### EXERCISE GOAL
Reproduce exactly the line containing "Target: spoon handle" and every line after it, through the last line of the records below; add nothing.

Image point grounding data
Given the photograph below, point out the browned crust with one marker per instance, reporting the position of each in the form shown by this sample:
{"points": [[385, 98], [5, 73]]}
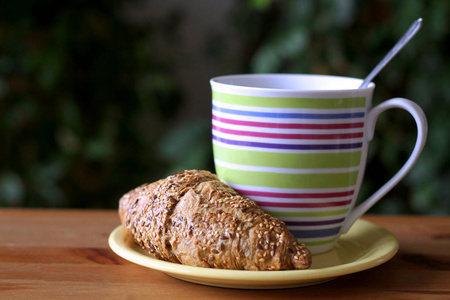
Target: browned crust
{"points": [[194, 219]]}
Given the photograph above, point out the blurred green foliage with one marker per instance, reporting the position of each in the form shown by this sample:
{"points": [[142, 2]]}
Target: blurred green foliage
{"points": [[83, 102], [87, 108]]}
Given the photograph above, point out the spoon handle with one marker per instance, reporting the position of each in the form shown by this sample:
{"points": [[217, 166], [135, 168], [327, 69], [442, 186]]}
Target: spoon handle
{"points": [[400, 44]]}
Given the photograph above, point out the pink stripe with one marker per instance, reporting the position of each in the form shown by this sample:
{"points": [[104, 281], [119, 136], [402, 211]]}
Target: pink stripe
{"points": [[289, 125], [303, 205], [290, 136], [295, 195]]}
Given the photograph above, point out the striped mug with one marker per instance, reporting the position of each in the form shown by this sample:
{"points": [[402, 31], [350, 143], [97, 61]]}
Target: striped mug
{"points": [[297, 145]]}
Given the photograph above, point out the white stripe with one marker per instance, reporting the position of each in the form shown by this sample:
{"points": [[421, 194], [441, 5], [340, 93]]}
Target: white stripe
{"points": [[288, 110], [287, 190], [299, 151], [283, 170], [306, 240], [305, 219], [314, 227]]}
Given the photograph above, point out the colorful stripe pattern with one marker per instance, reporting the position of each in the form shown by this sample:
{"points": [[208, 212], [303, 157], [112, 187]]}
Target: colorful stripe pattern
{"points": [[298, 158]]}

### COMPLETED TASK
Target: spoon handle
{"points": [[400, 44]]}
Given the photograph above, point out the pink stripe with one marker per instance, reporting the position of each in the form shown by this sample:
{"points": [[104, 281], [119, 136], [402, 211]]}
Target: pink stripe
{"points": [[289, 125], [303, 205], [290, 136], [295, 195]]}
Given the photograph above, point out the striped mug with one marker per instance, reporting the position of each in the form shown by this sample:
{"points": [[402, 31], [350, 143], [97, 61]]}
Target: striped mug
{"points": [[297, 145]]}
Given the photograph above, point out the white stripe with one marker per instance, reporting the position of each in the form shown by this sample:
{"points": [[421, 194], [441, 5], [340, 93]]}
Target: white stripe
{"points": [[288, 110], [287, 190], [299, 151], [283, 170], [306, 240], [305, 219], [314, 227]]}
Given the photograph above, point out the colorful stripe pattern with one marker per instance, reporting the position of each in the form shown by this sample:
{"points": [[208, 212], [303, 157], [112, 187]]}
Target: colorful stripe pattern
{"points": [[298, 158]]}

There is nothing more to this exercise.